- _Artykuł_:
==========
Ale po niedzielnym starcie w II edycji biegu zimowego dziadka przedstawie gotowy plan działania do maratonu...
majak
Zaprawiony W Bojach
Zaprawiony W Bojach
Posty: 1392
Rejestracja: 10 cze 2013, 13:12
Życiówka na 10k: brak
Życiówka w maratonie: brak

Nieprzeczytany post

Znów zaczynam cierpieć na brak czasu...
11 stycznia 2014
Coś około 14 km w bliżej nie określonym czasie...
-----------------------------------------------------------
12 stycznia 2014
II Bieg zimowego Dziadka-to bieg , który organizuje klub im. Piotra Sękowskiego w Płońsku. Zrzesza on okolicznych ludzi zarażonych tym wspaniałym sportem.
Było niezwykle miło i przyjemnie. Co prawda pogoda nie dopisała ale przecież dla biegaczy nie ma złej !
Wystartowało 35-u biegaczy na nietypowym dystansie 7,3km
Odnotowałem 11 pozycję z czasem 32,07 , wspominając mój występ w Nowym Mieście z tymi samymi biegaczami mogę śmiało powiedzieć, że to dobry wynik.
Wstawiłbym zdjęcia ale nie umiem...
Jestem zachwycony również faktem,że po biegu udało mi się porozmawiać z niezwykle doświadczonym biegaczem na temat treningów pod maraton.
Na początku wypytał o moje dotychczasowe treningi i o to co powiedział;
Biegaj dwa na jeden, czyli dwa dni biegu, dzień przerwy.
Kolejno-siła biegowa-tempa-długie wybieganie-i pięćsetki
Ale po każdym właściwym treningu rozbiegaj go na drugi dzień.
==========
- _Pokazane dane_:
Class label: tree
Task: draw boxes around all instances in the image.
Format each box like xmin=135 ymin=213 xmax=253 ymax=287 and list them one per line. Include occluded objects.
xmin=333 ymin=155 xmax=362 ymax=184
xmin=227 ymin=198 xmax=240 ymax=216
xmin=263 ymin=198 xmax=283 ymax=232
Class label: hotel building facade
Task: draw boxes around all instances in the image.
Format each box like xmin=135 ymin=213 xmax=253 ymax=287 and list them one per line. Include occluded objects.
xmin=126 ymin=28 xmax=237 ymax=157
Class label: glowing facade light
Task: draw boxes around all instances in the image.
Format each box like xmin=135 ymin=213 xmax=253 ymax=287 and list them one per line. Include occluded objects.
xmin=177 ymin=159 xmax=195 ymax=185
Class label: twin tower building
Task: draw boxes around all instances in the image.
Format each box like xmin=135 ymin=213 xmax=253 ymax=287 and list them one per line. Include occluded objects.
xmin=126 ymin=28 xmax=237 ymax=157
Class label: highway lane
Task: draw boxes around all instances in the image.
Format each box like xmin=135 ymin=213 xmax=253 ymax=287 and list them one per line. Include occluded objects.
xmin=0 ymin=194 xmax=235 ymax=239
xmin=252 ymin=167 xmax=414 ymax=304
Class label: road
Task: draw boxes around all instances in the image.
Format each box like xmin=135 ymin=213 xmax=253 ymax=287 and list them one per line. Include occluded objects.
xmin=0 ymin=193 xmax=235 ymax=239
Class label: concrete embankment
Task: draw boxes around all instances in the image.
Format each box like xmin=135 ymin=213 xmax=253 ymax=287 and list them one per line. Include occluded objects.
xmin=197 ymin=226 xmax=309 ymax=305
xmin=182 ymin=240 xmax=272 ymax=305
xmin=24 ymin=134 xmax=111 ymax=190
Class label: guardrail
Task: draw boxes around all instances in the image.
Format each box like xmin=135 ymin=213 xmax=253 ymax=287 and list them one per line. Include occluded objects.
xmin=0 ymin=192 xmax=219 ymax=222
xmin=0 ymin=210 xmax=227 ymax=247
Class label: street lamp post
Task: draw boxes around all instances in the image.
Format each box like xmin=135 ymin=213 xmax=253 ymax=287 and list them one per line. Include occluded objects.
==========
- _Instrukcja wykonania_:
Kontynuuj wpis o Biegu Zimowego Dziadka i radach treningowych przed maratonem, zaczynając zaraz po jego ostatnim zdaniu.

- _Wynik zadania_:
I tak więc ;
Dzień pierwszy- 13km+8x200m na podbiegu, po tym schłodzenie od 2 do 3 km Ten trening zajmie mi około 17km
Dzien drugi- 17km truchtu
Dzień trzeci-odpoczynek
Dzień czwarty-to samo co pierwszy tylko na płaskim podłożu , 17km
Dzień piąty- 17km czyli rozbieganie dnia czwartego
Dzień szósty odpoczynek
Dzień siódmy długie wybieganie od 20 do 25 km
Dzień ósmy-odpoczynek
Dalej to powtórzony cykl dnia pierwszego i czwartego
I dalej 17km w tym mocniejsze akcenty 6x500m
Z tym ,że co dwa tygodnie długie wybieganie i co dwa tygodnie wspomniane wyżej pięćsetki.
Gość biega 17 lat więc myślę, że wie co mówi i mam zamiar Mu zaufać :oczko: Zresztą co mam do stracenia?
W weekend jadę do Warszawy na zakupy, u końcu mam kasiorę na wymarzony zegarek do biegania, ponadto potrzebuję jeszcze jedną czapke, rękawiczki i uwaga-leginsy :bum:
Teraz troszkę mniej przyjemnie, bo trudne podłoże na ostatnich zawodach sprawiło ,że bardzo odczuwam mój mięsień pośladkowy prawy, dziś już trzeci dzień jak nie biegam, ale jutro spróbuję coś pobiegać.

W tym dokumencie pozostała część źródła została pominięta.